■ Dataset records ■
#####

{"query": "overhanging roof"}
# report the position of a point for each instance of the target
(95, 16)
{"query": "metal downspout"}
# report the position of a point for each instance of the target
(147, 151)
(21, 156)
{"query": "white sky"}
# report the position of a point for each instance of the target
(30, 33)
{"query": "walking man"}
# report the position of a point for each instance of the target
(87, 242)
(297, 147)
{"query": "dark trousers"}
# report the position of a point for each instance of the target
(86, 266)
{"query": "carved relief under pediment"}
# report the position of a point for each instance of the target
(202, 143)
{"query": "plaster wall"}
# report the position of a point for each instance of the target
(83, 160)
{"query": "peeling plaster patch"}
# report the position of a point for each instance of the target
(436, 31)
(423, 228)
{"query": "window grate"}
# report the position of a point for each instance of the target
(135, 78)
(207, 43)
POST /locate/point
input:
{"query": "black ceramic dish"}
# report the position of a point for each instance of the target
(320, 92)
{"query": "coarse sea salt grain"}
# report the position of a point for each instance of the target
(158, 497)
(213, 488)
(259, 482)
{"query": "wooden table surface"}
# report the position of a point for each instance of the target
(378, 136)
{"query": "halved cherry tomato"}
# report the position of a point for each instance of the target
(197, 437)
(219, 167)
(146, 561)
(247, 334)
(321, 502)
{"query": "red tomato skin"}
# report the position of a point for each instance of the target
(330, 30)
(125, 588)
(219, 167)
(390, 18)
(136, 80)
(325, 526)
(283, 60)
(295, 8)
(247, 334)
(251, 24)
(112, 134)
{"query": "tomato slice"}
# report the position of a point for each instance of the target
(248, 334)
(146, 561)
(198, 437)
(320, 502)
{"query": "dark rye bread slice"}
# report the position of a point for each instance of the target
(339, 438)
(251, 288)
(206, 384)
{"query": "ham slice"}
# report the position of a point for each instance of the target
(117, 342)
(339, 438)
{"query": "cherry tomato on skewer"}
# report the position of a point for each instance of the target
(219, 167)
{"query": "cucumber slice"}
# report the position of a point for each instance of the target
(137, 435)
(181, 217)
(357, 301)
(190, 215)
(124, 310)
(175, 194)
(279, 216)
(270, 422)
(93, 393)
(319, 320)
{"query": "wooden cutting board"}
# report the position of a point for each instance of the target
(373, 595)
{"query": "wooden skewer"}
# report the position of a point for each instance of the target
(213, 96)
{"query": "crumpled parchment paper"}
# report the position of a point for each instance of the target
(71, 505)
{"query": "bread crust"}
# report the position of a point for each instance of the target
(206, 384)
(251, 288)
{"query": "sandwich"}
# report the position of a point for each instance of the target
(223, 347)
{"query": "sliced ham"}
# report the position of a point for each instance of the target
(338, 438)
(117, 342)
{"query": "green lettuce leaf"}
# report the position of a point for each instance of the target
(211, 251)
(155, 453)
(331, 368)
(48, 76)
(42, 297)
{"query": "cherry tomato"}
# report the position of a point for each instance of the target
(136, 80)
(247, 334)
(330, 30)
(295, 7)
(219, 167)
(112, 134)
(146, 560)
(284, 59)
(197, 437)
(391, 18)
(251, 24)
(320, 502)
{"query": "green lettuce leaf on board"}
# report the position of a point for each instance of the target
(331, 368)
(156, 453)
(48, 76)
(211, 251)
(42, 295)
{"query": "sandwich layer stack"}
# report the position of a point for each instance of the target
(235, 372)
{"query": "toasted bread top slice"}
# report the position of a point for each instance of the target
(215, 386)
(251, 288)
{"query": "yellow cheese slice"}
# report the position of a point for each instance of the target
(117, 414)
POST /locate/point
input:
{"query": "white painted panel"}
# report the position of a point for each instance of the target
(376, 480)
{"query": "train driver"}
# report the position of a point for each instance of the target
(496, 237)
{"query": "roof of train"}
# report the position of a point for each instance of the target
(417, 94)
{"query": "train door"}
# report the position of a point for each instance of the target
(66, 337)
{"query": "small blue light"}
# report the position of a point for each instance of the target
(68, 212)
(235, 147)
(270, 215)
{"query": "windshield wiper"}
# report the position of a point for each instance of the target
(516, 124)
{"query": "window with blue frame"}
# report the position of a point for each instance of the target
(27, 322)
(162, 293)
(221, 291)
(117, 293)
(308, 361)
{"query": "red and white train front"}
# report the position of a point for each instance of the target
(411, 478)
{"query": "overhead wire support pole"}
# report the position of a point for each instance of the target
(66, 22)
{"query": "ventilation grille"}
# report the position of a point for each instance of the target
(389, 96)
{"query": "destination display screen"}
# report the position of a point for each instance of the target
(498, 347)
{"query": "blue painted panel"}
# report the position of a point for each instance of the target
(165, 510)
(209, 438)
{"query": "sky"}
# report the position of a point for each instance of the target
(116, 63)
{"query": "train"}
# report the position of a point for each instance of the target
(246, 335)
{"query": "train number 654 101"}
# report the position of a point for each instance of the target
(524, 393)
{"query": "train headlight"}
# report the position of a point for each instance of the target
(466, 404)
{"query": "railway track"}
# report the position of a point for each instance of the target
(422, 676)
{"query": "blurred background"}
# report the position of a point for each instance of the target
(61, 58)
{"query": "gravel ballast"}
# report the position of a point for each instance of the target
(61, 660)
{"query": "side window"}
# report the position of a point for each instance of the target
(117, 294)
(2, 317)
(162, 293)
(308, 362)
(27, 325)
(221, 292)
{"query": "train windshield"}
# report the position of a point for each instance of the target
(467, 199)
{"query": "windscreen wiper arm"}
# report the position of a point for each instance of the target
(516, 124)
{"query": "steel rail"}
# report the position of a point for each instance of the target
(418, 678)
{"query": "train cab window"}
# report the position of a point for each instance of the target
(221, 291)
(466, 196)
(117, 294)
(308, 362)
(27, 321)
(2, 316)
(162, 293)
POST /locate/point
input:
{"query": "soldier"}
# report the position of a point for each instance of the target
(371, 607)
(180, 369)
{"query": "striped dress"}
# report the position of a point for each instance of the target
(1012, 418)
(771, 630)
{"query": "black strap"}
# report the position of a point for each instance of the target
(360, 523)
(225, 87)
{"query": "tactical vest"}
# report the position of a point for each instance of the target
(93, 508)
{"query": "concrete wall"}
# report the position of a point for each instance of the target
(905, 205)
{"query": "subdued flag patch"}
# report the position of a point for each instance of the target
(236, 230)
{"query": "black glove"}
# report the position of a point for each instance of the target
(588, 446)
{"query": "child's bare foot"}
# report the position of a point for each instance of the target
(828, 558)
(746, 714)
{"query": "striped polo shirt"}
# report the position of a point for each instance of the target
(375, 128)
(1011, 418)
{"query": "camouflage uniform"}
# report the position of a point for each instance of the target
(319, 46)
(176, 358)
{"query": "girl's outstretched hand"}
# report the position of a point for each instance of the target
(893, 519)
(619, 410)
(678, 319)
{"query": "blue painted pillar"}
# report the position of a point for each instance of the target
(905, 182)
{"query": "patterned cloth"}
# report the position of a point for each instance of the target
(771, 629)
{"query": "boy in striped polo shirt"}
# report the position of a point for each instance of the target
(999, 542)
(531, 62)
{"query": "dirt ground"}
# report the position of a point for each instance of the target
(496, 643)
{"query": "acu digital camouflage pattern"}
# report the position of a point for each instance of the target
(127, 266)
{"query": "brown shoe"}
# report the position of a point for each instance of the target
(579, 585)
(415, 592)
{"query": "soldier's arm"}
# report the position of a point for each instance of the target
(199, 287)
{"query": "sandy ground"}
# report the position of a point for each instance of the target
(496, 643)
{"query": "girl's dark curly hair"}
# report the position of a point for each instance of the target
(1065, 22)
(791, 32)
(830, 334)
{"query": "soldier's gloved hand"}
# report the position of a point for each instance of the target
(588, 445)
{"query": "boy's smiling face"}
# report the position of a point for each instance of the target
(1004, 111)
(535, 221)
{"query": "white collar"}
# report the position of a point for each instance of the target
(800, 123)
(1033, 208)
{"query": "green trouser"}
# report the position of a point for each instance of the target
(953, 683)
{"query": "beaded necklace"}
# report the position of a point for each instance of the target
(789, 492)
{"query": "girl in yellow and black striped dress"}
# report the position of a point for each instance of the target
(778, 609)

#####

■ Problem description ■
Return every line from the one holding "in yellow and" through the end of the data, exactly as it appears, with both ends kept and nothing else.

■ Expected output ■
{"query": "girl in yellow and black striped dress"}
# report the position of a point for each instance of the target
(778, 609)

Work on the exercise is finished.